Without skipping anything, write out each record below exactly.

======== THE INPUT ========

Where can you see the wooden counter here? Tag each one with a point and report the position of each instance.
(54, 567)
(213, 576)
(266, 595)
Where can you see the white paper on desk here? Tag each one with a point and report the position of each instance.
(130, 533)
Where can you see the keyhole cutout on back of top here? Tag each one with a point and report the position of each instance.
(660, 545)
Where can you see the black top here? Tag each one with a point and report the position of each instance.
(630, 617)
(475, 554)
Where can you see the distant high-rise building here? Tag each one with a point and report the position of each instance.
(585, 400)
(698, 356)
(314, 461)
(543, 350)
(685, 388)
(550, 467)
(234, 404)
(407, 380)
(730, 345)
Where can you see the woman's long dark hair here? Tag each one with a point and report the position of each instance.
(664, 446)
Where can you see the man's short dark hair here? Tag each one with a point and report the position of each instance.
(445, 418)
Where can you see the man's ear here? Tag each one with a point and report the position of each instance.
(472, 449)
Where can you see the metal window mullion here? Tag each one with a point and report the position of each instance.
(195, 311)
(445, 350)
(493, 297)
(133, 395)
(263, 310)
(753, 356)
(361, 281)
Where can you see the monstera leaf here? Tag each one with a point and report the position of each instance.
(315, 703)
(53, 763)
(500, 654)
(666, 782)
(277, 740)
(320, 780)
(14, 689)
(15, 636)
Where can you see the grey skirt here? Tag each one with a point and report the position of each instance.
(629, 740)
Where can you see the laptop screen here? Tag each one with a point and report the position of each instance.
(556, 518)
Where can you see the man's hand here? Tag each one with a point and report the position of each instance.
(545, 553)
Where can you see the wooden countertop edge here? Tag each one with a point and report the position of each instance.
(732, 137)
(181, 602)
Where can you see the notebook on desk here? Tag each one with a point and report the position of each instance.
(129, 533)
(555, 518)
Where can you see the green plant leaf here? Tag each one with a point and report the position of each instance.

========

SOLUTION TO THIS PROBLEM:
Where can you see the wooden counter here? Tag each one with a point and report the position of each instance.
(54, 567)
(213, 576)
(266, 595)
Where can you see the white paper on desk here? Tag each one with a point and report the position of each instance.
(130, 533)
Where can you see the keyhole cutout on back of top here? Tag each one with a point and report the position of each instance.
(660, 545)
Where can you see the black top here? Tag each one with a point and report the position of each instance.
(630, 617)
(475, 554)
Where can you see the distant high-rise building here? Tag each one with a point and report the position of each instance.
(585, 400)
(698, 356)
(314, 461)
(543, 350)
(685, 388)
(550, 467)
(234, 404)
(407, 380)
(730, 345)
Where can you see the woman's long dark hair here? Tag each one with a point and report the position of each instance.
(664, 446)
Where can you see the man's short dark hair here? Tag each one with a point and report the position of each instance.
(445, 418)
Where can you see the man's ear here? Tag each one with a point and report the position of each instance.
(472, 449)
Where can you see the metal window mullion here? Tag each one with a point and report the position of each instance.
(195, 311)
(445, 350)
(493, 297)
(133, 395)
(263, 310)
(753, 356)
(361, 281)
Where can you see the monstera leaf here? Tag each one with a point and report the position of each instance.
(315, 703)
(53, 763)
(500, 654)
(666, 782)
(277, 740)
(320, 780)
(14, 689)
(15, 636)
Where can you see the grey skirt here? Tag each one with a point and report the position of each instance.
(629, 740)
Where can you see the laptop screen here? Tag each one with a point and report the position of each instance.
(556, 518)
Where can you see the man's hand here? Tag each one with a point and report the position of each instance.
(545, 553)
Where can you see the wooden countertop edge here? Tag each one with a point and report the position of each instance.
(732, 137)
(181, 602)
Where can you see the notebook on desk here? Tag each one with a point and report the position of each instance.
(129, 533)
(555, 518)
Where can you see the green plant leaf here? Tag each one with a point and report the position of each instance.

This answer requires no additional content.